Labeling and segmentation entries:
-*-
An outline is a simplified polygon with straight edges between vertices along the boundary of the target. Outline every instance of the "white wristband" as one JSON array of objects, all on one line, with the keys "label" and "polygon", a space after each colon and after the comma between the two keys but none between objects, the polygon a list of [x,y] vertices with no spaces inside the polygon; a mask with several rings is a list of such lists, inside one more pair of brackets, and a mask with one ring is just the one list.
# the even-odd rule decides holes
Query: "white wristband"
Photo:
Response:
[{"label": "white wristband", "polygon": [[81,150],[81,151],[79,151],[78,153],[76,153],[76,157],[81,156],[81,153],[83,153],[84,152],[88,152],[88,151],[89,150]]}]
-*-
Please update every one of the entries above, replacing "Query" with "Prompt" and leaving everything else unchanged.

▸ **Written solution**
An outline is a simplified polygon with straight edges between vertices along the boundary of the target. Outline every instance of the "white wristband" as one JSON array of objects, all on one line, with the keys "label" and "polygon", a space after each colon and after the comma between the two keys but none between objects, the polygon a list of [x,y] vertices with no spaces inside the polygon; a mask with several rings is a list of such lists, inside one more pair of brackets, and a mask with one ring is just the one list.
# the even-odd rule decides holes
Prompt: "white wristband"
Photo:
Response:
[{"label": "white wristband", "polygon": [[81,150],[81,151],[79,151],[78,153],[76,153],[76,157],[81,156],[81,153],[83,153],[84,152],[88,152],[88,151],[89,150]]}]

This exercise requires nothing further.